--- BEGIN Record extracts ---
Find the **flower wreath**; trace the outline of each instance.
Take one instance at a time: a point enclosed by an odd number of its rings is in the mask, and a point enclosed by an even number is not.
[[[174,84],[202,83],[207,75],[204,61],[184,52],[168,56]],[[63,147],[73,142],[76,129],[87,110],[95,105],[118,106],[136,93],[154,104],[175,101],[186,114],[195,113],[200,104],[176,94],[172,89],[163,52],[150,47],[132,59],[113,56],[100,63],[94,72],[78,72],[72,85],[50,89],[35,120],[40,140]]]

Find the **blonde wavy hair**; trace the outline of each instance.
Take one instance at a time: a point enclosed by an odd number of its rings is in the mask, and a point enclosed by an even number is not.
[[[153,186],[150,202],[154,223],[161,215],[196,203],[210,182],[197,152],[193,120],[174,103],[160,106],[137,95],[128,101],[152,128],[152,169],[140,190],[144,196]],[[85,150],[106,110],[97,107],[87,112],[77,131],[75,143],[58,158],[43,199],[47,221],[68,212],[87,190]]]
--- END Record extracts ---
### Set task
Could you copy the listing without any changes, starting with the line that contains "Find the **blonde" and going on through the end of the listing?

### Correct output
Find the **blonde wavy hair**; trace the outline of each instance.
Take one instance at a time: a point enclosed by an odd number of its rings is in the mask, and a point enclosed by an even number is not.
[[[153,186],[150,202],[154,223],[161,215],[196,203],[210,182],[197,152],[193,120],[174,103],[160,106],[137,95],[128,101],[152,128],[152,169],[140,190],[144,196]],[[85,150],[106,110],[97,107],[87,112],[77,131],[75,143],[58,158],[43,199],[47,221],[68,212],[87,190]]]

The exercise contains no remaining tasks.